### [EXERCÍCIOS]
1) Responda com base no texto selecionado:
(a) No primeiro parágrafo, qual cidade é citada antes de São Paulo como destino?
(b) No trecho de Oscar Wilde, com o que as tulipas rajadas são comparadas?
(c) Em que mês e ano estão datados os trechos assinados por Elizabeth M. B. Mattos?
2) Redimensione as linhas de dados, e não o texto, indo desde a linha que contém "find tree bark" até a linha que contém "482,18 -> 750,275", ambas incluídas. Reescreva todas elas, pedidos inclusive, com cada coordenada das caixas multiplicada por 2 e arredondada para inteiro (metades para cima).

Ansiedade desarrumada como duas palavras estranhas e esticadas. Estou querendo uma paz pequena que me estrangule, mas resistirei. Vou dormir todas as frestas, vou escutar música fora o lugar, desarrumar as gavetas e cantar. O prazer do meu canto /manto define; fomos ver as baleias, vou para Porto Alegre , depois São Paulo se me espera, acertar o passado com a graça do atraso…resgatar Paulo Sérgio e as conversas serão empilhadas, empacotadas, as nossas. Gustavo morreu, ainda não morreu, estamos juntos tecendo formas… o tempo se estica. Como demais. Vou guardar os doces para os merinos pensar = mudanças com eles e o devaneio se perfuma. Elizabeth M.B, Mattos – agosto de 2023 – Torres

carta / eco / voz

Descrição, o interior da tua palavra / carta, faz eco aqui neste lado. Teu escrever desorganiza o meu dia. As cores modificam a luz, o tom, o quadro… Os pincéis se agitam para contar da pitangueira florida, amoreira e doce de goiaba… Escuto tua voz, inclino minha alegria doméstica e sonho com teu poder poderoso. Eu? Sou eu derramada no que escreves / encho de flores a casa e preparo o encanto para te receber. Acompanho teus passos lentos com prazer. Elizabeth M. B. Mattos – agosto de 2023 – Torres com a janela ensolarada e o sono.

fotografar a Ônix pode ser entrar no sonho…

aniversário chocolate e tantas tantas tantas flores

As compridas tulipas rajadas estavam muito esticadinhas em suas hastes, como se fossem filas de soldados, e lançavam olhares desafiadores às rosas, que ficavam do outro lado do gramado, dizendo: ‘ Nós agora somos tão esplendidamente belas quanto vocês.’ As borboletas roxas esvoaçavam por toda a parte com pó de ouro nas asas, visitando as flores, uma a uma; uns lagartinhos saíam dos buracos do muro para se aquecerem no sol quente e as romãs estouravam e abriam com o calor, deixando à mostra seus coraçõezinhos sangrentos. Até os pálidos limões amarelos, que pendiam em quantidade da melissa mofada e, ao longo das arcadas, sombras pareciam ter adquirido tonalidade mais rica com a maravilha da luz do sol, enquanto as magnólias abriam suas vastas flores que pareciam globos de marfim recurvado, enchendo o ar de pesado perfume.” (p.83-84) Oscar Wilde Histórias de Fadas – O aniversário da Infanta

De fato estou com minha estória embutida… O fato de estar resolvida não me impede ver / imaginar flores e espalhar tinta colorida na tela que preparei. Pego os pincéis e vou passando pelas pastas, molhando as pontas nos potinhos e sigo a me esbaldar: sangue e imaginação atiçando as cores, e o texto. Estou cansada. Fiz a mudança ontem.

### [ENTRADA]
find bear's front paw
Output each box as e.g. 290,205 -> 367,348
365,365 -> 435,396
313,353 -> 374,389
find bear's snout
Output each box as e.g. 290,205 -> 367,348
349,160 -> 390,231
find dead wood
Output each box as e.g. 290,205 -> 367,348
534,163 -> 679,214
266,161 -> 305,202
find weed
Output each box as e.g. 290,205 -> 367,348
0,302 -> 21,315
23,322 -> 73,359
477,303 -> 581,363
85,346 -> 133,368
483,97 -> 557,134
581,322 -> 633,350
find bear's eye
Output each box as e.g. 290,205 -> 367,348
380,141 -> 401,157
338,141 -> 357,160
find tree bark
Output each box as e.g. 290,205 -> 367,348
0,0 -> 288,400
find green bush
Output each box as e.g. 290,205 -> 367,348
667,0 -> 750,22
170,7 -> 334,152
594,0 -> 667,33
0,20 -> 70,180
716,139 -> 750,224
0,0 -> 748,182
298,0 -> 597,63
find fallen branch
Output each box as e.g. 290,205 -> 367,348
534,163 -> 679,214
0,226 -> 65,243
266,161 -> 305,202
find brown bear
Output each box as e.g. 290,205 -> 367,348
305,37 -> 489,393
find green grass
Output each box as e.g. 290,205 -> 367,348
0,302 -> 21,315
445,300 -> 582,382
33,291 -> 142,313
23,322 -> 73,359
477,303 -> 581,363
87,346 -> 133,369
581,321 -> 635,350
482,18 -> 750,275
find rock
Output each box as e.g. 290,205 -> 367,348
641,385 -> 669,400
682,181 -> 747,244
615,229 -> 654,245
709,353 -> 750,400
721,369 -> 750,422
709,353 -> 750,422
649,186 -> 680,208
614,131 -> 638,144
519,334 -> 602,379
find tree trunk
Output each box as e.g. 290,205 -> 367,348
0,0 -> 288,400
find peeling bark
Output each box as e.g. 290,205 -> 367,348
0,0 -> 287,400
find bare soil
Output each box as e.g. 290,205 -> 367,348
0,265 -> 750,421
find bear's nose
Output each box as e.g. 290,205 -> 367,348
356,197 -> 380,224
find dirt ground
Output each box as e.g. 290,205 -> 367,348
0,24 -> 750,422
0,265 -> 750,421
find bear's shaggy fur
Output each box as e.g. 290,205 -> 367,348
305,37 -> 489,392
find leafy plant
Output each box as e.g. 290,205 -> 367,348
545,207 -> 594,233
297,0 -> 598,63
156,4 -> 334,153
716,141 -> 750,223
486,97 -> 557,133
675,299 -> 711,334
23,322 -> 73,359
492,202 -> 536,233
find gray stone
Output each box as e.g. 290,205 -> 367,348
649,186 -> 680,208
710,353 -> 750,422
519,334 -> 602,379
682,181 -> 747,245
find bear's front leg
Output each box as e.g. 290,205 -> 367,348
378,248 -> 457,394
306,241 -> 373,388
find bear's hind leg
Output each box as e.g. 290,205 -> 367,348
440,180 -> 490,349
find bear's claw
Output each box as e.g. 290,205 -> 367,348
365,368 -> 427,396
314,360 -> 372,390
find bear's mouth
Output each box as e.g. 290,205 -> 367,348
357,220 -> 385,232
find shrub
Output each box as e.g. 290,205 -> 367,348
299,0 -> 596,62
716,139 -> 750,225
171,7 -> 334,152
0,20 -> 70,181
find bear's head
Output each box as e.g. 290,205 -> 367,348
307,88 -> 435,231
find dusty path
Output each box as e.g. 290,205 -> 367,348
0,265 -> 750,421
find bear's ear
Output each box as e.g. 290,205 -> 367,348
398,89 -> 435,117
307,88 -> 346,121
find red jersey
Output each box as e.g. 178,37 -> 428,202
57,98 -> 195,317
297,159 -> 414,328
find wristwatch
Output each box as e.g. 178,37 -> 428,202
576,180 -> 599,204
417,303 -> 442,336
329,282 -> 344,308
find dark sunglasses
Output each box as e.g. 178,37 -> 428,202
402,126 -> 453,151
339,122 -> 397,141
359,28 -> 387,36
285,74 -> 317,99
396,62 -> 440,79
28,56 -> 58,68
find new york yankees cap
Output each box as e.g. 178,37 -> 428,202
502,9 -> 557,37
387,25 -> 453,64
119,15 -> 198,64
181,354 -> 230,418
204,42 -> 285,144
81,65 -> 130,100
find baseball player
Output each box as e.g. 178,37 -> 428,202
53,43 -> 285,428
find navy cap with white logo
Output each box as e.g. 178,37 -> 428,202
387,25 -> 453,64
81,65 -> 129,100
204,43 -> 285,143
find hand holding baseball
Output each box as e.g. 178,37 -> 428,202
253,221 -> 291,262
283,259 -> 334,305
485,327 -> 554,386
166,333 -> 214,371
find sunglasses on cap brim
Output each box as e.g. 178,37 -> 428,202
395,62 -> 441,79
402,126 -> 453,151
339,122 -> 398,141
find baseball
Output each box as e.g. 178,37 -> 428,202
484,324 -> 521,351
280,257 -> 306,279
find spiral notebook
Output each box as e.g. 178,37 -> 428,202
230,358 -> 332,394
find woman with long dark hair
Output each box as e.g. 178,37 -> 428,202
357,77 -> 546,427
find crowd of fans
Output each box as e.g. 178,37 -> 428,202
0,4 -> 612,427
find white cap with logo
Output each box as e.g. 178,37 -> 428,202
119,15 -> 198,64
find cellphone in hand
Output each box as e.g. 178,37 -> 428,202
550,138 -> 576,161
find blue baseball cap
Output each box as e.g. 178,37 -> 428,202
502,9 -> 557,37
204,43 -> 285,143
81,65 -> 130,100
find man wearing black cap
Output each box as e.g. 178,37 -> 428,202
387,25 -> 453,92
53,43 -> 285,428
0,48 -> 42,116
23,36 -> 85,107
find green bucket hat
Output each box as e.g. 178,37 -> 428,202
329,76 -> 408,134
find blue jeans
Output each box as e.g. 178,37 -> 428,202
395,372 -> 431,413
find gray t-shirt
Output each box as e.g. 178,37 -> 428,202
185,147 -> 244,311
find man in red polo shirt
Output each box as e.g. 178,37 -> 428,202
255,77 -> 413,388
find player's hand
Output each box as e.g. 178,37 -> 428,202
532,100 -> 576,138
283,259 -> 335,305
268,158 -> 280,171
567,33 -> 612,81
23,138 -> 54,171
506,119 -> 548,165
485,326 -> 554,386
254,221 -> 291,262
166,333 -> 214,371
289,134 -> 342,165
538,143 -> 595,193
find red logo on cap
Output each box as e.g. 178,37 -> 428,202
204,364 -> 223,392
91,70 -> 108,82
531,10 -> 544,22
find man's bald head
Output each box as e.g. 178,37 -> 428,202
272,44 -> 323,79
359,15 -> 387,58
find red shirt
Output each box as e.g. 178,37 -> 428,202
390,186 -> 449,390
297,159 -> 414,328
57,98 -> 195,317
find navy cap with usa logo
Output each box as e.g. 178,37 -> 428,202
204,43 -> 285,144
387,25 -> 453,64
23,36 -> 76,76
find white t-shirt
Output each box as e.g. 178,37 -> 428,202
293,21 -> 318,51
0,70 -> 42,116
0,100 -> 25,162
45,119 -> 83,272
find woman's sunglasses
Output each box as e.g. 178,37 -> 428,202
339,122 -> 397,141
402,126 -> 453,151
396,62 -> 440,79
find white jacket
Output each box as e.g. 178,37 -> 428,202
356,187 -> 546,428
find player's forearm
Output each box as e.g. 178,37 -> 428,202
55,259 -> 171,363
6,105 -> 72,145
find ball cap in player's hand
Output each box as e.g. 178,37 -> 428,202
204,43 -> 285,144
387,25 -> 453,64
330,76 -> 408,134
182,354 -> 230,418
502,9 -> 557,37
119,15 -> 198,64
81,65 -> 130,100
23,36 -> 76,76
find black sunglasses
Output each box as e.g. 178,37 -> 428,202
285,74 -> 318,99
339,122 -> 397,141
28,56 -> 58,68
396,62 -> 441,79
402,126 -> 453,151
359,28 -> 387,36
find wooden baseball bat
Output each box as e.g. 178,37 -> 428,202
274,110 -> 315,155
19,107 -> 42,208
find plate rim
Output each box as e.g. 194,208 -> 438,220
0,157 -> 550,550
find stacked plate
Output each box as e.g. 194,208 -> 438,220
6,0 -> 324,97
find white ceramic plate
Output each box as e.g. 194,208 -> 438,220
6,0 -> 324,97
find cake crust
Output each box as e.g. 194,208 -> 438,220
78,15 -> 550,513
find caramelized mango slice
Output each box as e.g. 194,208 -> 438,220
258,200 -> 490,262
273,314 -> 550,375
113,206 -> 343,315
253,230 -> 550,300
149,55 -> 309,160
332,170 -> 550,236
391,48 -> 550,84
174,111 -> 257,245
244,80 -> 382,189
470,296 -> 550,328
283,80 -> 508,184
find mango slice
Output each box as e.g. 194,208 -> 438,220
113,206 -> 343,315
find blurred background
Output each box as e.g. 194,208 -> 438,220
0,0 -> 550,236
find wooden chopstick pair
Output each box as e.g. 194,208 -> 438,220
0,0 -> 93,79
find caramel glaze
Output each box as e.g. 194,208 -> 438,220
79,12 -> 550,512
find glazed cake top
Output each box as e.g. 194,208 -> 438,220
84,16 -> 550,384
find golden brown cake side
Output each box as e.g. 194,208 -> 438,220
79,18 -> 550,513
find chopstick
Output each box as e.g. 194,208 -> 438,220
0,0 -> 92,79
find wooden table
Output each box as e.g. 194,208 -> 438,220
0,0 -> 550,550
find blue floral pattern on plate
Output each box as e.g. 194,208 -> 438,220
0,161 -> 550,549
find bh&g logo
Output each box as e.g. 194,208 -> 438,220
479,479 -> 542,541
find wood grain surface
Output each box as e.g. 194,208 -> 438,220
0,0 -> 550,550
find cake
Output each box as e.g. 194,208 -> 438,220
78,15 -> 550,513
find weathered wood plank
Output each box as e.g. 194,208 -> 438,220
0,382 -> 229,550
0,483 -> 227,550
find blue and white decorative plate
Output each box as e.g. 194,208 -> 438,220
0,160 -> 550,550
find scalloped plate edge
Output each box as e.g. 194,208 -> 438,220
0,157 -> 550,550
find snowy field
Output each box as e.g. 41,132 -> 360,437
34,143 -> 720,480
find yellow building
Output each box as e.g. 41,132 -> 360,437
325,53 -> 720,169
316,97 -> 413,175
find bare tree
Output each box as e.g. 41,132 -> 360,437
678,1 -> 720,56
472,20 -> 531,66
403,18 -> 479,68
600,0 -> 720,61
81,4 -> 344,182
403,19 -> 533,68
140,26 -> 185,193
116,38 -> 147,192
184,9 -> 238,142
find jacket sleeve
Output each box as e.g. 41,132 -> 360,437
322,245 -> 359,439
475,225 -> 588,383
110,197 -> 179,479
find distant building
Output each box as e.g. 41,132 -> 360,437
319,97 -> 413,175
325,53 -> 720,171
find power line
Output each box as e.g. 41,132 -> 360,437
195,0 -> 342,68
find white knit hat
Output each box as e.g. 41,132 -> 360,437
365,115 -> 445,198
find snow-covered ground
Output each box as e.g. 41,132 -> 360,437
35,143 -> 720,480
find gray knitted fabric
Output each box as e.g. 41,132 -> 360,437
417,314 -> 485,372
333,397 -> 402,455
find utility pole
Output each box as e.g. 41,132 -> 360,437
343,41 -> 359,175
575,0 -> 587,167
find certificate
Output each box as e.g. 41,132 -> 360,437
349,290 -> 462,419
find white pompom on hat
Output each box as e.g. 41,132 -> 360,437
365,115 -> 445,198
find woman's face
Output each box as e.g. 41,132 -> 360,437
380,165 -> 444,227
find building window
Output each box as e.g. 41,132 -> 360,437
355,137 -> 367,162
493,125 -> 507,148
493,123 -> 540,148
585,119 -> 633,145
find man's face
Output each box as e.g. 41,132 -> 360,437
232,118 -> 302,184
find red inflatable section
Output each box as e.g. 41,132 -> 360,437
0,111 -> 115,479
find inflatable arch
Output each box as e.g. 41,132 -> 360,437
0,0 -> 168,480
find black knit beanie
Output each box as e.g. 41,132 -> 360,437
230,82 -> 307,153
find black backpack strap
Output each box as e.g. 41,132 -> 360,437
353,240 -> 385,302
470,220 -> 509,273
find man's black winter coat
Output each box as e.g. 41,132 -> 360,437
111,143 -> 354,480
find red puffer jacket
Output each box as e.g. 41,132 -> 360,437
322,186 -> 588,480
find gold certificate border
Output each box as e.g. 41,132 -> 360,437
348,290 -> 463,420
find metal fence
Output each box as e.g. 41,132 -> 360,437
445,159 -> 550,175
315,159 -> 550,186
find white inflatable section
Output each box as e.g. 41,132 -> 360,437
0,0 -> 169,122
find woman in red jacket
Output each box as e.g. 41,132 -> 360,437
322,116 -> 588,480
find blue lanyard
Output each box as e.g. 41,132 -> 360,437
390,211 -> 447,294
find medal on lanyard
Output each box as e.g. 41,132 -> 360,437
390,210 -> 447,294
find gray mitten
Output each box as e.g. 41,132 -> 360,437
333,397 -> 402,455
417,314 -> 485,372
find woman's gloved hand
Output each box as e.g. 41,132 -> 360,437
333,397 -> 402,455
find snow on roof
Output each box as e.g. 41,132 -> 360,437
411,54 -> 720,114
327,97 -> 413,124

### [AS SOLUÇÕES]
1)
(a) Porto Alegre.
(b) Com filas de soldados.
(c) Agosto de 2023.

2)
find tree bark
Output each box as e.g. 290,205 -> 367,348
0,0 -> 576,800
find green bush
Output each box as e.g. 290,205 -> 367,348
1334,0 -> 1500,44
340,14 -> 668,304
1188,0 -> 1334,66
0,40 -> 140,360
1432,278 -> 1500,448
0,0 -> 1496,364
596,0 -> 1194,126
find fallen branch
Output each box as e.g. 290,205 -> 367,348
1068,326 -> 1358,428
0,452 -> 130,486
532,322 -> 610,404
find brown bear
Output each box as e.g. 290,205 -> 367,348
610,74 -> 978,786
find green grass
Output each box as e.g. 290,205 -> 367,348
0,604 -> 42,630
890,600 -> 1164,764
66,582 -> 284,626
46,644 -> 146,718
954,606 -> 1162,726
174,692 -> 266,738
1162,642 -> 1270,700
964,36 -> 1500,550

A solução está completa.